• _THINGS TO DO_:
1. In the video streaming thread, what happens to the image when the Flask example is used in FastAPI?
2. Print the video streaming thread from "# ensure the" to "type (mime type)" without any changes.

• _DOCUMENT SEGMENT_:
= = =
[FIXED] Stream video to web browser with FastAPI

Issue

I found an example in FLASK to transmit a video camera through the rtsp protocol in the web browser.

I tried to use this same example in the fastapi, but I'm not getting it. The image is frozen.

Example in Flask (Works normally):

def generate():
    # grab global references to the output frame and lock variables
    global outputFrame, lock
    # loop over frames from the output stream
    while True:
        # wait until the lock is acquired
        with lock:
            # check if the output frame is available, otherwise skip
            # the iteration of the loop
            if outputFrame is None:
                continue
            # encode the frame in JPEG format
            (flag, encodedImage) = cv2.imencode(".jpg", outputFrame)
            # ensure the frame was successfully encoded
            if not flag:
                continue
        # yield the output frame in the byte format
        yield (b'--frame\r\n' b'Content-Type: image/jpeg\r\n\r\n' +
               bytearray(encodedImage) + b'\r\n')

@app.route("/")
def video_feed():
    # return the response generated along with the specific media
    # type (mime type)
    return Response(generate(),
                    mimetype="multipart/x-mixed-replace; boundary=frame")
= = =
• _DATA SEGMENT_:
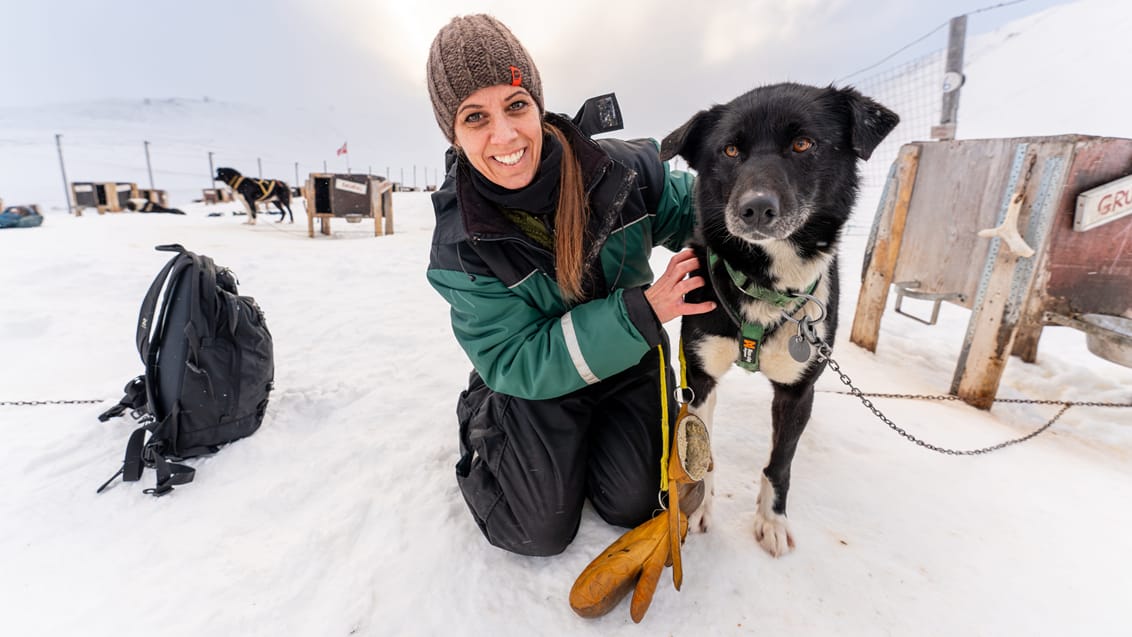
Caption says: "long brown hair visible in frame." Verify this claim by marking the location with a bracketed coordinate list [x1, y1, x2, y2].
[542, 122, 590, 303]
= = =
• _TASK-BY-TASK SOLUTIONS_:
1. The image is frozen.

2.
# ensure the frame was successfully encoded
            if not flag:
                continue
        # yield the output frame in the byte format
        yield (b'--frame\r\n' b'Content-Type: image/jpeg\r\n\r\n' +
               bytearray(encodedImage) + b'\r\n')

@app.route("/")
def video_feed():
    # return the response generated along with the specific media
    # type (mime type)